## Exercise description
According to the forum thread below, who is Chief Academic Officer and Associate Professor of Church History at Covenant Theological Seminary?

## Page extract
I did not go to a fundamentalist school. Is my impression correct, though, that if the opportunity came again, other schools would be chosen?


----------



## ww (Feb 19, 2009)

Albatross said:


> I did not go to a fundamentalist school. Is my impression correct, though, that if the opportunity came again, other schools would be chosen?



David,

You ask a most interesting question and one in which you will find those on both sides. I found my experience at BJU one of great joy and even now when I think of my time there I have many fond memories. I received a great education. I met my Best Friend there and keep in touch with a few others as well. If you stick me in a room with a bunch of my fellow students from BJU we'd probably go into the wee hours of the morning recounting the Good Times we had and the Professors etc. Lots of Laughter would ensue. They were in a sense the Best of Times so I struggle with that question. 

However I don't believe I would be considered in any sense a "friend of the University" as they are called due to my Evangelical, Reformed, and non-fundamentalist lifestyle with regard to consumption of alcohol in moderation, movies, etc. I wouldn't recommend it to folks nor will I be sending my children there. This is in contrast to a couple of alumni like Dr Sean Lucas, Chief Academic Officer and Associate Professor of Church History at Covenant Theological Seminary, who wouldn't have any issues with recommending or sending his children there (according to remarks and comments on his blog I've read) yet look at his current role within my denomination the PCA. He's training Pastors in an Evangelical, Reformed, Presbyterian denomination. 

Also I'm not sure if Dr Bob Gonzales would like to comment as he may also have a more open view to BJU as he received his Ph.D from there and also met his wonderful wife there. Dr Bob no not Bob III if you are reading this would be curious as to your vantage point to this question????

## Position annotation records
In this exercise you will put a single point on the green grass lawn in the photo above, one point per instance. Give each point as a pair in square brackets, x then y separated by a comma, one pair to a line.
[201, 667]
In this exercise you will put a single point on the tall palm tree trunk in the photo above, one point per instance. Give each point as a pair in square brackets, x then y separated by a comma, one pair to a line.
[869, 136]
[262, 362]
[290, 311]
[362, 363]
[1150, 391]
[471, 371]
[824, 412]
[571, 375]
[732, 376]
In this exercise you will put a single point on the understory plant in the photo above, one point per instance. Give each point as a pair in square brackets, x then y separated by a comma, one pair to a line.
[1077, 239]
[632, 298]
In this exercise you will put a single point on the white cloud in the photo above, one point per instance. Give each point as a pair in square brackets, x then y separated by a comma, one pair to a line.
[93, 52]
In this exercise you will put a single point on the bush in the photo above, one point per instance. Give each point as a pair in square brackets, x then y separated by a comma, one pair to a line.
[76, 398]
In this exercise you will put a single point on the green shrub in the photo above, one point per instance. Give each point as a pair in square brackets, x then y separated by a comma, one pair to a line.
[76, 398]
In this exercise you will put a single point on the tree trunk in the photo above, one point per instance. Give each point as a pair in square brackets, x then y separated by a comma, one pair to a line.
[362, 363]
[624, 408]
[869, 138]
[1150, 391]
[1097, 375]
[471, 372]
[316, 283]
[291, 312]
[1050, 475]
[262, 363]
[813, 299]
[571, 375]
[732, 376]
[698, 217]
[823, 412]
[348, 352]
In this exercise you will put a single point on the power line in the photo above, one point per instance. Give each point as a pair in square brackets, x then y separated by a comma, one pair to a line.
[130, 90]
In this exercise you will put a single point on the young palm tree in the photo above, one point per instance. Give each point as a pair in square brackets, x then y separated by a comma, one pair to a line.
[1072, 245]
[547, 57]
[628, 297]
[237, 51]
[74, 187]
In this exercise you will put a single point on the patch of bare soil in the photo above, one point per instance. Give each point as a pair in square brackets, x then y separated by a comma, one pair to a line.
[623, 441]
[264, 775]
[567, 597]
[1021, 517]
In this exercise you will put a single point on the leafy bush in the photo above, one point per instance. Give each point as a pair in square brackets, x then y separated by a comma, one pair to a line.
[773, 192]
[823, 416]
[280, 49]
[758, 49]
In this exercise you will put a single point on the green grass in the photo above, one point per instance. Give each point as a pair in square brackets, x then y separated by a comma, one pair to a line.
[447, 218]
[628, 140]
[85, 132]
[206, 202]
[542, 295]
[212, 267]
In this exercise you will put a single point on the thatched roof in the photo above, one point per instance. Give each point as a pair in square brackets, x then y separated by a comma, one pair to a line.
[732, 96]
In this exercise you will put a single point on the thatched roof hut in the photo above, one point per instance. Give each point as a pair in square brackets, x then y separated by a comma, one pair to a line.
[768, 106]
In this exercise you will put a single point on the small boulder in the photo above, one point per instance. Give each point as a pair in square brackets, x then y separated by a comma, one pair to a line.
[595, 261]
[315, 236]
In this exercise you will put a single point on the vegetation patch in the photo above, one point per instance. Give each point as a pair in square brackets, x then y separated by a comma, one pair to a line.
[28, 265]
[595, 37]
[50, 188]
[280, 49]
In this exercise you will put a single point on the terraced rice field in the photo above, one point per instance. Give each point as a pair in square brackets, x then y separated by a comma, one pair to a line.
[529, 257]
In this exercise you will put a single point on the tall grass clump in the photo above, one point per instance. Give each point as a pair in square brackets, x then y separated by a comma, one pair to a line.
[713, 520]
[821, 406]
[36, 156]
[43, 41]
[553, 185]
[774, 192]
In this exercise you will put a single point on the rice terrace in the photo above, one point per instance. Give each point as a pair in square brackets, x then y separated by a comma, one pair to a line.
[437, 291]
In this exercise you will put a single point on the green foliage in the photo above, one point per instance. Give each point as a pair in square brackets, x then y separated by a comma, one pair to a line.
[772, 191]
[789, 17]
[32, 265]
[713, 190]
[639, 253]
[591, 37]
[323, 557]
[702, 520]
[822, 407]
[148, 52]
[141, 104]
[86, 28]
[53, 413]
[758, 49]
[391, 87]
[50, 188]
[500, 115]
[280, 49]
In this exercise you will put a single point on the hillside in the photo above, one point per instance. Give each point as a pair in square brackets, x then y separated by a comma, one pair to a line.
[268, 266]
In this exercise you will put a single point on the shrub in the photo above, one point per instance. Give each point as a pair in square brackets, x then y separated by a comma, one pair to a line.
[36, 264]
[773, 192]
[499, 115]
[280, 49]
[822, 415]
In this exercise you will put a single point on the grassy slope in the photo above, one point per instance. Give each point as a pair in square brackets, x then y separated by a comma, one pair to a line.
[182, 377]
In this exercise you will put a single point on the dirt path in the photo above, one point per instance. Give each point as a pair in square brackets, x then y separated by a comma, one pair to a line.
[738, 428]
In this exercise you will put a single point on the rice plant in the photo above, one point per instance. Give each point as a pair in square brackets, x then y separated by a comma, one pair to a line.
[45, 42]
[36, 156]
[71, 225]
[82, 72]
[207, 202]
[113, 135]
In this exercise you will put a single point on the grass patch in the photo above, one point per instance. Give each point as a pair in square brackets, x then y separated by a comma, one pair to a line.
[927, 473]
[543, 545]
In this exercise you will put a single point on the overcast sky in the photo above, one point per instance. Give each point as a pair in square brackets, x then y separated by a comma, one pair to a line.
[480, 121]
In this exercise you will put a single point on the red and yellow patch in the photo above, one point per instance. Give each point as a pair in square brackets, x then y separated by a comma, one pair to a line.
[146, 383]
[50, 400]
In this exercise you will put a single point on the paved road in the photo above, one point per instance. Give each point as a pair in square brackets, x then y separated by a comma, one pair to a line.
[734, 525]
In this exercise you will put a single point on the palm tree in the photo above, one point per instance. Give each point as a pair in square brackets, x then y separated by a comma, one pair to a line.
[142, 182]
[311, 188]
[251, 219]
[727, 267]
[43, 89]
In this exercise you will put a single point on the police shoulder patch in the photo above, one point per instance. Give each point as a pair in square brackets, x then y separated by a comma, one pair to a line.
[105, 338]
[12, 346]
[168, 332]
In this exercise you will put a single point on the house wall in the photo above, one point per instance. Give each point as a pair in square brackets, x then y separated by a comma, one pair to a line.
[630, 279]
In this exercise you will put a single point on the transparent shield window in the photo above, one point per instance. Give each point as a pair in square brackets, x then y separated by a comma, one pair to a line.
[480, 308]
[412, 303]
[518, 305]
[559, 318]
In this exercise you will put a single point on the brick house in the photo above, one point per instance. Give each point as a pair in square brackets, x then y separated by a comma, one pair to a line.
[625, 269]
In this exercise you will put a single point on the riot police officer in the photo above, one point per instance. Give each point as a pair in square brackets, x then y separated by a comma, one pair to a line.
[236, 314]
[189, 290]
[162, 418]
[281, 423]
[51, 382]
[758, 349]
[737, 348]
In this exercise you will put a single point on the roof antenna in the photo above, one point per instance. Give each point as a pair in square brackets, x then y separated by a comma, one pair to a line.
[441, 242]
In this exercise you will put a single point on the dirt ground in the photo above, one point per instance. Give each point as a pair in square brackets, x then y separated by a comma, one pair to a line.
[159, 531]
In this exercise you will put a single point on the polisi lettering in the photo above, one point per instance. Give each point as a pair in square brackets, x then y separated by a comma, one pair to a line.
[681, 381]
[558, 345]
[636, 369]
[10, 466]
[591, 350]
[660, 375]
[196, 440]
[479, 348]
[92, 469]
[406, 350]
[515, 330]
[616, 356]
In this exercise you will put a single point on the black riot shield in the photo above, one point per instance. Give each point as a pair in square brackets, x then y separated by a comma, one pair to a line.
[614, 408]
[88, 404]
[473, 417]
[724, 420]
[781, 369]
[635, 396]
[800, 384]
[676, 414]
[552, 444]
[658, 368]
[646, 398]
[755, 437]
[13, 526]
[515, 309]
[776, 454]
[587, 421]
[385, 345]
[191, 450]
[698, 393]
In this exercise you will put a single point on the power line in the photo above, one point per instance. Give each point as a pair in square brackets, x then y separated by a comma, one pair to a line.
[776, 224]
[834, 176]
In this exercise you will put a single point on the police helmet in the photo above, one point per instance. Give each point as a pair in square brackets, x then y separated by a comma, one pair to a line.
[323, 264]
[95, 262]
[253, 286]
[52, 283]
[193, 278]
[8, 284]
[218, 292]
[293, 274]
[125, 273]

## Full response
Dr Sean Lucas